#### Data section ####
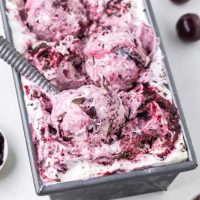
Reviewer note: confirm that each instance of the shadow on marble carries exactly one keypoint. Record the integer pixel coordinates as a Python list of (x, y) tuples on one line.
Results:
[(9, 165)]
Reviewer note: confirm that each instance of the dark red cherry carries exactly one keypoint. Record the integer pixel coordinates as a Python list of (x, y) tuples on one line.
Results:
[(188, 27), (179, 1)]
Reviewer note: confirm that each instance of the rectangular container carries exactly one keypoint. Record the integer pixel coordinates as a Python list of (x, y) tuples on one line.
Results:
[(113, 186)]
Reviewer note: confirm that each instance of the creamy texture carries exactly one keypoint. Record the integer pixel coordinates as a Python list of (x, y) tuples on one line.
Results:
[(116, 112)]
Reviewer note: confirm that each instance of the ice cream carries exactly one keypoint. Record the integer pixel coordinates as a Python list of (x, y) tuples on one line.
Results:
[(115, 112), (60, 62), (54, 19)]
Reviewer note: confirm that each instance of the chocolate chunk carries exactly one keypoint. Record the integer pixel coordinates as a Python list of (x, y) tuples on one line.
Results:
[(124, 155), (52, 130), (144, 115), (80, 100), (92, 112)]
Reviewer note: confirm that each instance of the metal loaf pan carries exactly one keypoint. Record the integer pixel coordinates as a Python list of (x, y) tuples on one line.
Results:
[(117, 185)]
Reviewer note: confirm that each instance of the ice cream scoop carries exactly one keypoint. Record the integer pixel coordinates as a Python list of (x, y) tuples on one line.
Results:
[(3, 149), (9, 54)]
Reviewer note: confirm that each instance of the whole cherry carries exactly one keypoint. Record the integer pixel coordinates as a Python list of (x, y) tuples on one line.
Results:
[(188, 27)]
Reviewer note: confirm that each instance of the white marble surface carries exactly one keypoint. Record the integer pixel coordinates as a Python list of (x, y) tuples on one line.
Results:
[(16, 180)]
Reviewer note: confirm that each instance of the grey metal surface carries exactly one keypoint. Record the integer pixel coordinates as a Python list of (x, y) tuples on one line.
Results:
[(10, 55), (114, 181)]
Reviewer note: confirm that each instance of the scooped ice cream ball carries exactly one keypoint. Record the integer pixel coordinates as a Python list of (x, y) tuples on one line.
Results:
[(88, 110), (117, 57)]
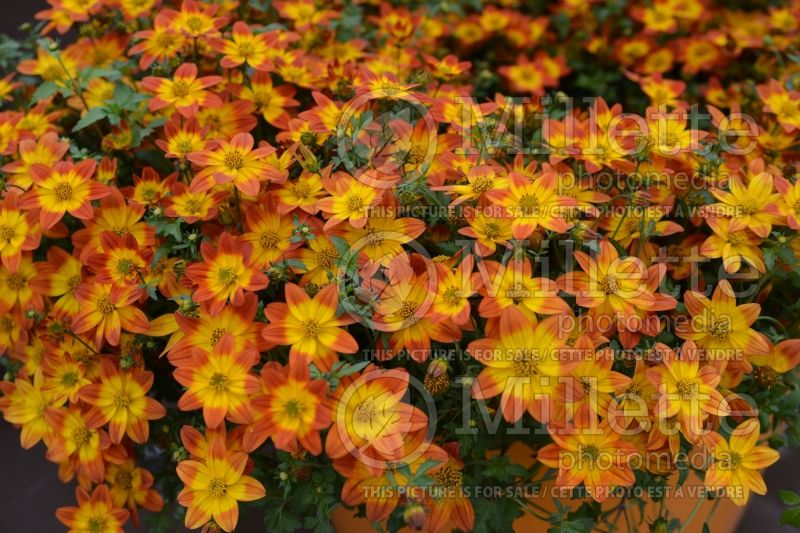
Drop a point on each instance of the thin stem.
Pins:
(691, 515)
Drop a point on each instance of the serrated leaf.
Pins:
(91, 116)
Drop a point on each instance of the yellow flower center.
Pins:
(590, 452)
(179, 89)
(481, 184)
(491, 230)
(294, 408)
(233, 160)
(16, 281)
(609, 284)
(81, 436)
(355, 203)
(310, 328)
(327, 258)
(104, 305)
(122, 399)
(687, 388)
(749, 207)
(449, 477)
(216, 335)
(125, 266)
(63, 191)
(96, 524)
(217, 487)
(373, 236)
(365, 411)
(720, 329)
(218, 382)
(69, 379)
(6, 232)
(124, 479)
(269, 240)
(227, 276)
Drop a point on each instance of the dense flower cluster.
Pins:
(300, 254)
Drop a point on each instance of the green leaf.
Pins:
(789, 497)
(45, 90)
(91, 116)
(791, 517)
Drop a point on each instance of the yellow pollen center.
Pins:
(63, 191)
(218, 382)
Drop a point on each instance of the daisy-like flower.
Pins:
(77, 439)
(47, 150)
(95, 512)
(64, 188)
(523, 365)
(106, 310)
(185, 91)
(271, 101)
(310, 326)
(24, 404)
(225, 273)
(719, 327)
(131, 487)
(193, 206)
(535, 203)
(735, 247)
(122, 401)
(737, 462)
(220, 383)
(182, 137)
(747, 204)
(18, 232)
(122, 261)
(215, 486)
(234, 162)
(349, 200)
(686, 390)
(591, 453)
(292, 410)
(371, 420)
(244, 47)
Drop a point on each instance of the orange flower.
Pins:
(272, 102)
(183, 137)
(121, 398)
(523, 364)
(78, 441)
(719, 327)
(132, 487)
(220, 382)
(733, 246)
(686, 390)
(214, 487)
(106, 310)
(47, 150)
(245, 48)
(534, 203)
(225, 274)
(204, 331)
(292, 410)
(591, 453)
(122, 261)
(23, 404)
(94, 513)
(185, 91)
(18, 232)
(235, 161)
(737, 462)
(371, 421)
(350, 200)
(310, 326)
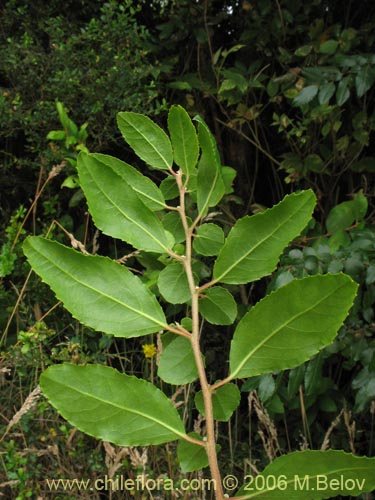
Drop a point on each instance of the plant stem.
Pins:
(207, 395)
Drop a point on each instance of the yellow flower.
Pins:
(149, 350)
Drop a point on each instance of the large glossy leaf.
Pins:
(117, 209)
(210, 184)
(112, 406)
(177, 364)
(290, 325)
(147, 190)
(184, 139)
(254, 244)
(147, 139)
(97, 291)
(312, 475)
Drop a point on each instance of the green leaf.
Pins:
(177, 364)
(326, 91)
(184, 139)
(209, 239)
(303, 51)
(147, 191)
(218, 306)
(266, 387)
(147, 139)
(342, 92)
(97, 291)
(169, 188)
(228, 175)
(173, 284)
(366, 164)
(117, 209)
(191, 456)
(254, 244)
(290, 325)
(210, 185)
(112, 406)
(225, 400)
(296, 377)
(306, 95)
(312, 475)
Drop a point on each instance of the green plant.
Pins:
(196, 265)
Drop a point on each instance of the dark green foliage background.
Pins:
(287, 88)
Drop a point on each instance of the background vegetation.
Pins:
(287, 87)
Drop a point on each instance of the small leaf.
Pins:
(210, 185)
(97, 291)
(184, 139)
(111, 406)
(191, 456)
(218, 306)
(312, 475)
(290, 325)
(306, 95)
(147, 139)
(117, 209)
(177, 364)
(254, 244)
(209, 239)
(173, 284)
(225, 401)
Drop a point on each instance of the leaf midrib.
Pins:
(101, 293)
(147, 140)
(142, 228)
(275, 332)
(126, 409)
(260, 242)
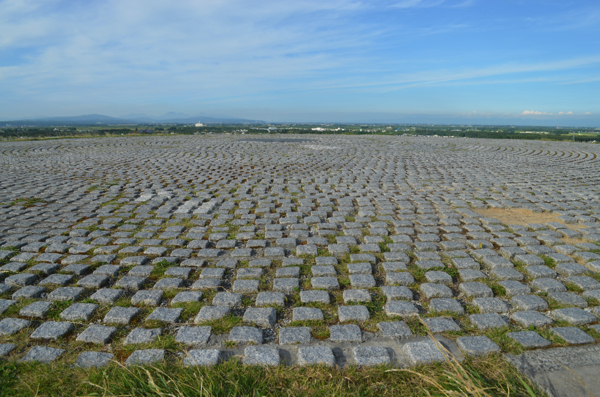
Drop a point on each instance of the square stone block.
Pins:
(52, 330)
(97, 334)
(193, 335)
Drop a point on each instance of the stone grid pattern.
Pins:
(349, 238)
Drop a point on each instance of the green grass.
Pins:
(485, 376)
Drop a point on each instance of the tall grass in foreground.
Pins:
(486, 376)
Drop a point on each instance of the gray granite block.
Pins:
(353, 313)
(287, 285)
(529, 302)
(5, 304)
(130, 283)
(399, 278)
(440, 324)
(227, 299)
(307, 314)
(573, 335)
(193, 335)
(294, 335)
(490, 305)
(36, 309)
(97, 334)
(6, 348)
(316, 355)
(29, 292)
(400, 308)
(442, 305)
(529, 339)
(477, 345)
(326, 283)
(147, 297)
(143, 357)
(164, 314)
(394, 329)
(488, 320)
(93, 281)
(52, 330)
(425, 352)
(530, 318)
(121, 315)
(10, 326)
(207, 357)
(142, 335)
(431, 290)
(369, 356)
(246, 335)
(187, 296)
(42, 354)
(513, 288)
(476, 290)
(262, 317)
(261, 355)
(573, 315)
(345, 333)
(314, 296)
(78, 311)
(209, 313)
(93, 359)
(270, 298)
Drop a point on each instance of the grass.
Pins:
(485, 376)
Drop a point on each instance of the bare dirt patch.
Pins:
(520, 216)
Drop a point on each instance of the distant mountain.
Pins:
(134, 118)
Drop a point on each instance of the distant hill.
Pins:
(137, 118)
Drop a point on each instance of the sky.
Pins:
(399, 61)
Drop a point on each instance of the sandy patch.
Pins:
(520, 216)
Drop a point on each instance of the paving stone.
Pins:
(572, 335)
(42, 354)
(142, 335)
(355, 313)
(106, 295)
(316, 355)
(36, 309)
(573, 315)
(28, 292)
(78, 312)
(52, 330)
(442, 305)
(477, 345)
(430, 290)
(425, 352)
(187, 296)
(93, 359)
(261, 355)
(529, 339)
(144, 357)
(530, 318)
(345, 333)
(208, 357)
(10, 326)
(246, 335)
(121, 315)
(99, 334)
(314, 297)
(209, 313)
(487, 320)
(145, 297)
(193, 335)
(294, 335)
####
§ **Goal**:
Please write out again the lines starting at the one that contains "Reviewer note: confirm that each instance of the dark" and ending at the one that contains "[(10, 55), (114, 181)]", with 84 added to every x and y coordinate in the answers.

§ **Task answer**:
Reviewer note: confirm that each instance of the dark red cherry carries exactly one keypoint. Record the integer pixel coordinates as a Python list of (x, y) tuples on one line.
Results:
[(272, 111), (263, 85)]
Reviewer note: confirm that each instance of the rectangular container carries exactly one keypoint. Record the integer pixel coordinates as a Python list of (x, y) tuples on one line.
Results:
[(197, 270)]
Reviewer note: confirm that each instance of the creamy texture carries exactly one keypoint. Record the integer pixel coordinates as a Python list of (x, y) tuples on one line.
Results:
[(200, 196)]
Reviewer note: confirm that each instance of the ice cream carries exactly one keypoint. Record the integer pixel coordinates as a Python list of (x, y) tuples on one line.
Results:
[(199, 196), (144, 146), (138, 103)]
Reviewer note: confirm that each instance of the chocolate chunk carries exactly one keypoint. Record the integer pixel coordinates as a Python list of (x, y) tuples on one line.
Results:
[(208, 239), (136, 214), (228, 199), (164, 184), (176, 196)]
Reviewer note: confirm that each instance of the metal loaf pan carries exactly one keypoint. Record the integer pixel coordinates as a Python list of (x, y) tuples on one line.
Results:
[(201, 269)]
Reviewer note: confirm that each instance of the ice cream scoop carries exactly one keypoint. Record the integer pixel coordinates as a Python list of (x, y) tuples on one line.
Results:
[(87, 233), (93, 138)]
Reviewer note: confirm that each instance of the whole cherry carries exactly one keypoint. Record the integer pixel coordinates as a Python list of (x, y) tuples on one line.
Results:
[(272, 111)]
Reviewer note: confirm that each instance of the white marble surface carries exactly one keypoint. Record the integer pixel coordinates as a Python list of (x, y) tuples on one line.
Results:
[(100, 264)]
Reviewer note: confirm that each instance of the grey metal surface carries exactly one keypoint. Record the integer pixel coordinates as a Python list of (x, y) tuples on one line.
Results:
[(94, 139), (198, 265)]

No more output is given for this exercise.